» **Exercise aim**
Reproduce every line below without any changes.

» **Excerpts from a pointing dataset**
■ ■ ■ ■ ■

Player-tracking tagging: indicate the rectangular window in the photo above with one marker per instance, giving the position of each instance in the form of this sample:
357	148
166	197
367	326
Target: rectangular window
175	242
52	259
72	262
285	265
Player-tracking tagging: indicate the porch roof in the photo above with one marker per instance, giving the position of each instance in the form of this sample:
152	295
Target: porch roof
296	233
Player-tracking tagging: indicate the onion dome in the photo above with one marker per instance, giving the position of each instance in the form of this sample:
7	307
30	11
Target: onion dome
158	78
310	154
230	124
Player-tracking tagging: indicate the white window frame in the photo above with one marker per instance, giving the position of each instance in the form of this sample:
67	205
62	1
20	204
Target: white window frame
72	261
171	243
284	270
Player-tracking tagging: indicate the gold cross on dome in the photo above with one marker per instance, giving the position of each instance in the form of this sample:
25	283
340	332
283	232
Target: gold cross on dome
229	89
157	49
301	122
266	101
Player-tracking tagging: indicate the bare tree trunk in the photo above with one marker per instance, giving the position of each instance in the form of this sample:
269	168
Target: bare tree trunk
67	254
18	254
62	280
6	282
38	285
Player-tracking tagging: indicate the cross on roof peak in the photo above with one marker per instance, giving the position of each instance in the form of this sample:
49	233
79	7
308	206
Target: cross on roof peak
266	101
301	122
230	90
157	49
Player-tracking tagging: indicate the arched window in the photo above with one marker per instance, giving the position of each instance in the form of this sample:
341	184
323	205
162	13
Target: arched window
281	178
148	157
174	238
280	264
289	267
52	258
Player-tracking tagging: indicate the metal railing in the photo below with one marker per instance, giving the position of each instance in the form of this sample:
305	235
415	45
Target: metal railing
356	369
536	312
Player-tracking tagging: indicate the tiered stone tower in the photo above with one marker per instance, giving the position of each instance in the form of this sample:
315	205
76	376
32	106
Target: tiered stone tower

■ ■ ■ ■ ■

» **Response to the task**
Player-tracking tagging: indicate the rectangular window in the photo above with one marker per instance, giving the position of each instance in the form of this sample:
357	148
166	197
367	326
Target: rectangular window
175	242
52	259
72	262
285	265
Player-tracking tagging: indicate the porch roof in the photo above with one marker per instance, giving the position of each instance in the form of this sample:
152	295
Target: porch roof
296	233
Player-tracking tagging: indicate the onion dome in the photo above with one marker per instance, giving the position of each instance in the form of this sample:
7	307
30	11
Target: onion dome
158	78
310	154
230	124
Player-tracking tagging: indicate the white window frame in the photo above with one marker per instance, giving the position of each instance in the form of this sample:
67	205
62	1
20	204
Target: white window frame
72	261
171	243
284	270
Player-tracking tagging: indicate the gold cross on dome in the photo above with one marker per instance, giving the position of each instance in the form of this sample:
25	283
340	332
283	232
Target: gold cross on dome
229	89
157	49
301	122
266	101
Player-tracking tagging: indicate the bare tree trunk in the photo above with one marker per instance, giving the position of each instance in the form of this sample:
269	168
Target: bare tree trunk
67	254
18	254
62	280
6	282
38	285
Player-tracking tagging: indicate the cross on roof peak in the photo above with one marker per instance, giving the position of each instance in the form of this sample:
49	233
79	7
308	206
Target: cross on roof peak
266	101
301	122
230	90
157	49
Player-tracking tagging: indicate the arched window in the photo above with one marker per instance, giving the position of each instance in the form of this sample:
341	184
323	205
162	13
Target: arched window
281	178
148	157
174	238
280	264
289	267
52	258
Player-tracking tagging: indicate the metal railing in the photo below with one marker per instance, giving the position of each instance in the form of this sample:
305	235
415	45
Target: metal railing
356	369
536	312
Player-tracking tagging: indicate the tiered stone tower in the photo above with one marker per instance, giving the position of each instance in the form of this sample:
315	205
76	376
32	106
Target: tiered stone tower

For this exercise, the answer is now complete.